*** Block opens ***

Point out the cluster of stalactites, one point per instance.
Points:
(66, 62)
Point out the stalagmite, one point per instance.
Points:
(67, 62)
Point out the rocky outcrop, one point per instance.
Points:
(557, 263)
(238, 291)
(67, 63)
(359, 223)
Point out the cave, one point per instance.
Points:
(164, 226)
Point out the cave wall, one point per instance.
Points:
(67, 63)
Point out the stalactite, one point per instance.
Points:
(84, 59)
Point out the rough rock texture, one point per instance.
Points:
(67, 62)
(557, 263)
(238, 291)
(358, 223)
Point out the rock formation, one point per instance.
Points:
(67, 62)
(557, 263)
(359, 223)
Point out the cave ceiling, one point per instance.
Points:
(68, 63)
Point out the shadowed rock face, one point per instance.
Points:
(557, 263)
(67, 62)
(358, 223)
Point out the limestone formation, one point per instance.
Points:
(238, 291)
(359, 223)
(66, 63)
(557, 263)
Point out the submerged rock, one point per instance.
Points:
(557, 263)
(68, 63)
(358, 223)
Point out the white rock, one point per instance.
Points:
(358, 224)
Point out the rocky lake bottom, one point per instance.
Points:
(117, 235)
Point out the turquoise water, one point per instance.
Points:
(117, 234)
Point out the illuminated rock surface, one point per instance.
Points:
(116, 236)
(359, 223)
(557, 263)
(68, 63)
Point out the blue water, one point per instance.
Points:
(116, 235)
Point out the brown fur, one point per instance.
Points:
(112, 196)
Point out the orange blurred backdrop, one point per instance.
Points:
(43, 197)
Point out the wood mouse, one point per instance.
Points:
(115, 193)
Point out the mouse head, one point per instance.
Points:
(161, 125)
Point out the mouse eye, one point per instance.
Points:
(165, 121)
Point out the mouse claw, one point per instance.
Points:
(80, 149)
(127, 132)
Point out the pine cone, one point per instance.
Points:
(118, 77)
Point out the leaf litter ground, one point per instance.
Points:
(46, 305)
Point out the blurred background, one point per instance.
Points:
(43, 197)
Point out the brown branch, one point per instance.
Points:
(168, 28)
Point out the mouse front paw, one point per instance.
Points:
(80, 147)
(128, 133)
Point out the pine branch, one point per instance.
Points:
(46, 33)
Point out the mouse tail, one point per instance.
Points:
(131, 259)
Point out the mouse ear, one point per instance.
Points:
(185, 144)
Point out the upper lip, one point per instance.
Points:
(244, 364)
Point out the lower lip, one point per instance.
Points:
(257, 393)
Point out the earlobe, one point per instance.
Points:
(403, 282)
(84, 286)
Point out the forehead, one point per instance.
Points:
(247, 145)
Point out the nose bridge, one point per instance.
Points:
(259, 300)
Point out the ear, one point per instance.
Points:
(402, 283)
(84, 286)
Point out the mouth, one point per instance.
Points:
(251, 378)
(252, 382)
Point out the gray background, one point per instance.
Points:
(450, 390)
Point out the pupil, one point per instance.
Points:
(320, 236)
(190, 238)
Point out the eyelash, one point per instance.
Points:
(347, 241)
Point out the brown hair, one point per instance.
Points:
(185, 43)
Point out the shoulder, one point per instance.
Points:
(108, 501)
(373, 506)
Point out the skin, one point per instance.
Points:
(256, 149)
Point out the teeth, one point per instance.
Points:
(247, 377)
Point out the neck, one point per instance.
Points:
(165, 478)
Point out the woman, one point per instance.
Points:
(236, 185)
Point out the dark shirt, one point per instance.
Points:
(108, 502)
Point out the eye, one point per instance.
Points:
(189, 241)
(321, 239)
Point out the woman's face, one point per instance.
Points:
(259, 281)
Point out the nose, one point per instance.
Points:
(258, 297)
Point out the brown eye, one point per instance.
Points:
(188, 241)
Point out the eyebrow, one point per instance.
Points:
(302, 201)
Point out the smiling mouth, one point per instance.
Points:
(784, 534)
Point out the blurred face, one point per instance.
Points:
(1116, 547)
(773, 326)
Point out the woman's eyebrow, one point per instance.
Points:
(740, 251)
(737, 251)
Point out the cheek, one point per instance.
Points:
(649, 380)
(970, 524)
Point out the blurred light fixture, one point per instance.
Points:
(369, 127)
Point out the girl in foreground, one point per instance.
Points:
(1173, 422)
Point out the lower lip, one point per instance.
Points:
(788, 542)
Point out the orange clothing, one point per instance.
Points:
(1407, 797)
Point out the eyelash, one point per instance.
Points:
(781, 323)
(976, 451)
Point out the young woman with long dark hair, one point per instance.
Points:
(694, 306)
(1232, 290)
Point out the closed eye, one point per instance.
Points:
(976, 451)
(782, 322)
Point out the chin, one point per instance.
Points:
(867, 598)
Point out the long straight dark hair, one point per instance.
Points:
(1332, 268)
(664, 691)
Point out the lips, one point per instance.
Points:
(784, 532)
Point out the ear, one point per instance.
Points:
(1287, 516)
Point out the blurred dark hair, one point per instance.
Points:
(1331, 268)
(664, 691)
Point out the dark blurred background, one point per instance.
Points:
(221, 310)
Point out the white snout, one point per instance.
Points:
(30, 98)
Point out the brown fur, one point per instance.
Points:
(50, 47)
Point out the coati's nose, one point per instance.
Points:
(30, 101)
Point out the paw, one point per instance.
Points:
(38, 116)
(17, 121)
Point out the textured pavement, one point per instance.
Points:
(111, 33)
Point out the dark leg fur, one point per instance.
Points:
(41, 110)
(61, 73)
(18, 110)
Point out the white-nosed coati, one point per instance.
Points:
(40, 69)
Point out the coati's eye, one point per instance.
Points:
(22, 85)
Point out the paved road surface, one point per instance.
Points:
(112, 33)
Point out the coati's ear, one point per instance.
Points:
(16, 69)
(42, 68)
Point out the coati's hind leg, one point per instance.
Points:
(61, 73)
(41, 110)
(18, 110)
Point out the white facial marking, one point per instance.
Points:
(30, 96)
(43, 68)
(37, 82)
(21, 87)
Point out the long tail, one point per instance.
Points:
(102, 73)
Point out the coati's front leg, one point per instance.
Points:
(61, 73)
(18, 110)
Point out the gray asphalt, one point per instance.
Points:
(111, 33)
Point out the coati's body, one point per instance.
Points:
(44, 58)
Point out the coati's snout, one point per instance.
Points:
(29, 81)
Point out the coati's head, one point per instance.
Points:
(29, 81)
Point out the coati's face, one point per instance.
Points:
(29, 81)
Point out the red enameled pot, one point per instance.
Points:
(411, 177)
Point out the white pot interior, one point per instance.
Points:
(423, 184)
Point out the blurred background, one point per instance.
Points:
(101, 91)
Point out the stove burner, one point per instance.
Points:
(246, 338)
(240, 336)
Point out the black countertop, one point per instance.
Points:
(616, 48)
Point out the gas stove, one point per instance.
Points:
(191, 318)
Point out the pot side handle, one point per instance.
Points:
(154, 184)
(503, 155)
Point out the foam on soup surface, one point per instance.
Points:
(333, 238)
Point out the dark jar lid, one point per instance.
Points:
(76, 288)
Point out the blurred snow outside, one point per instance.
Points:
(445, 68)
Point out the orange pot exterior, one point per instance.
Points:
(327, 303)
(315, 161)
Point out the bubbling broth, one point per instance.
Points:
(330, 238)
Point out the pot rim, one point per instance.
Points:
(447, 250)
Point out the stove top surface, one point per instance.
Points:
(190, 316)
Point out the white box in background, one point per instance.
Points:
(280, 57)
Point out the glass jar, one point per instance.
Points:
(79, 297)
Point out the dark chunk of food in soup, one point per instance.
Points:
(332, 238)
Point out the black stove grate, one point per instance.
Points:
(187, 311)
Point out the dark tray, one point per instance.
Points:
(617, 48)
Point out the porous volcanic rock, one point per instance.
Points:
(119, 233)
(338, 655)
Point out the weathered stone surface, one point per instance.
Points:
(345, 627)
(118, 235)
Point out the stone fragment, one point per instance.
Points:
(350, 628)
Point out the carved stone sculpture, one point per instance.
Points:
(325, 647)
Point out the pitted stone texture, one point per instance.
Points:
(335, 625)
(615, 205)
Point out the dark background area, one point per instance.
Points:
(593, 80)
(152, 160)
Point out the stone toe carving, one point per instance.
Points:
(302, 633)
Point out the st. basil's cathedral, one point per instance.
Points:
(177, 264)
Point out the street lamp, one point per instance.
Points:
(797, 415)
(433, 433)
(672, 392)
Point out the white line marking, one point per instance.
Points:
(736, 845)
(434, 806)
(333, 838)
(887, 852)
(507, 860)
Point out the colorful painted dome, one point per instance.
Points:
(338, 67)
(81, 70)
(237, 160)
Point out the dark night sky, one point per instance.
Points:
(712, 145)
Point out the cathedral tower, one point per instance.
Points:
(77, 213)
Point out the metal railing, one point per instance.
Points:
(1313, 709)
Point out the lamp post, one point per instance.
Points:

*** Block closes ***

* _EXERCISE REQUIREMENTS_: From the material above, set down exactly the lines between the line holding "Point out the mouse head, one" and the line holding "Point out the mouth, one point per instance.", inclusive. Include nothing else.

* _FINAL ANSWER_:
Point out the mouse head, one point per instance.
Points:
(161, 125)
Point out the mouse eye, one point per instance.
Points:
(165, 121)
Point out the mouse claw, one point per instance.
Points:
(80, 149)
(127, 132)
Point out the pine cone, one point per instance.
Points:
(118, 77)
Point out the leaf litter ground, one point per instance.
Points:
(46, 305)
Point out the blurred background, one point per instance.
Points:
(43, 197)
Point out the brown branch, one point per instance.
Points:
(168, 28)
Point out the mouse front paw, one point per instance.
Points:
(80, 147)
(128, 133)
Point out the pine branch, one point per instance.
Points:
(46, 33)
Point out the mouse tail, one point per instance.
Points:
(131, 259)
Point out the mouse ear, one point per instance.
Points:
(185, 144)
Point out the upper lip, one point per instance.
Points:
(244, 364)
Point out the lower lip, one point per instance.
Points:
(257, 393)
Point out the earlobe, one point per instance.
Points:
(403, 282)
(84, 286)
Point out the forehead, one point per instance.
Points:
(247, 145)
Point out the nose bridge, one point per instance.
Points:
(259, 300)
Point out the ear, one point per instance.
Points:
(402, 283)
(84, 286)
Point out the mouth, one point per instance.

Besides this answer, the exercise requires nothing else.